Find each line below that includes "every", then copy it.

SOURCE INFORMATION Block Start

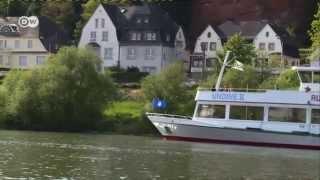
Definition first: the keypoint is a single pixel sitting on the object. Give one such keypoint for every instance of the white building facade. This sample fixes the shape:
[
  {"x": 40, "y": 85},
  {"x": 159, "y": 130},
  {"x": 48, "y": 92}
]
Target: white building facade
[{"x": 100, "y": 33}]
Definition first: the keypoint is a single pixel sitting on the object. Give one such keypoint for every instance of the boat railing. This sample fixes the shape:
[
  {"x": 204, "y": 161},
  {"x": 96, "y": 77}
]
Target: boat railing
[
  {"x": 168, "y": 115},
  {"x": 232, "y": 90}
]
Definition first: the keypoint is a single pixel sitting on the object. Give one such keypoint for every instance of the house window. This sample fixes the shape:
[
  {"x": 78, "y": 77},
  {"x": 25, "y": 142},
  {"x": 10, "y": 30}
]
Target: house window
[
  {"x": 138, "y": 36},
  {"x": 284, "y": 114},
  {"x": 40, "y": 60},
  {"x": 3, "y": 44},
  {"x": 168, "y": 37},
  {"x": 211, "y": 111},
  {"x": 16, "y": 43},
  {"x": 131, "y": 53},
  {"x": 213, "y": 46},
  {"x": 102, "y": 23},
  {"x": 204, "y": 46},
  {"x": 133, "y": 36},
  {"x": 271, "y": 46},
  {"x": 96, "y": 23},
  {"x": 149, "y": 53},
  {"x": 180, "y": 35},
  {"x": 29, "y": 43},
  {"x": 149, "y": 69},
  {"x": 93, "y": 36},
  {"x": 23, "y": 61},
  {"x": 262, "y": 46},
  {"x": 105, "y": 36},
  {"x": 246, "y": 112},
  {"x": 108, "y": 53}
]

SOURCE INFORMATION Block End
SOURCE INFORMATION Block Start

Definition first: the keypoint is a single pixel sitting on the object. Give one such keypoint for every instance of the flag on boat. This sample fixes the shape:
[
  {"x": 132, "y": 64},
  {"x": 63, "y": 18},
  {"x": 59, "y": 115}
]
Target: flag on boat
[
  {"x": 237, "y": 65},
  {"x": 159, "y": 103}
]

SOURCE INFORMATION Block End
SOURCE INFORMATION Block Start

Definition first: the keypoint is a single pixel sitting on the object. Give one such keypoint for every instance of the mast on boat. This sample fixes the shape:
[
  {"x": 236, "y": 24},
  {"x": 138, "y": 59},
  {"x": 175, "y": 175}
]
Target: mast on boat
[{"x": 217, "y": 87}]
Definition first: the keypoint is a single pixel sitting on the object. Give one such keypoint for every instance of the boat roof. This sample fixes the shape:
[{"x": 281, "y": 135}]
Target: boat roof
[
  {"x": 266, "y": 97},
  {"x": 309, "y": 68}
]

SOURCE INFORMATION Block End

**OUTPUT BELOW**
Definition first: the keypoint is a single pixel sitting on the object. Give one such keypoint for every instance of the white building facade. This sample fixes the shape:
Definition first: the keypoint is a single pixel sitting on the object. Give one such keypoint for every instance of the boat railing. This sample fixes the shape:
Definition first: the keypoint is a single pixel sitting on the object. Give one such keypoint for every instance of the house window. This sample fixes the shape:
Definition first: the keypoint is a single pixel sitting on the object. Give one such keypoint for every instance of the flag on boat. This sample fixes the shape:
Definition first: the keypoint is a single pixel sitting on the object. Give one such keypoint for every instance of the mast on boat. This sample fixes the shape:
Definition first: the keypoint is a single pixel sitting on the object. Give one such keypoint for every instance of the boat roof. This sample fixes the shape:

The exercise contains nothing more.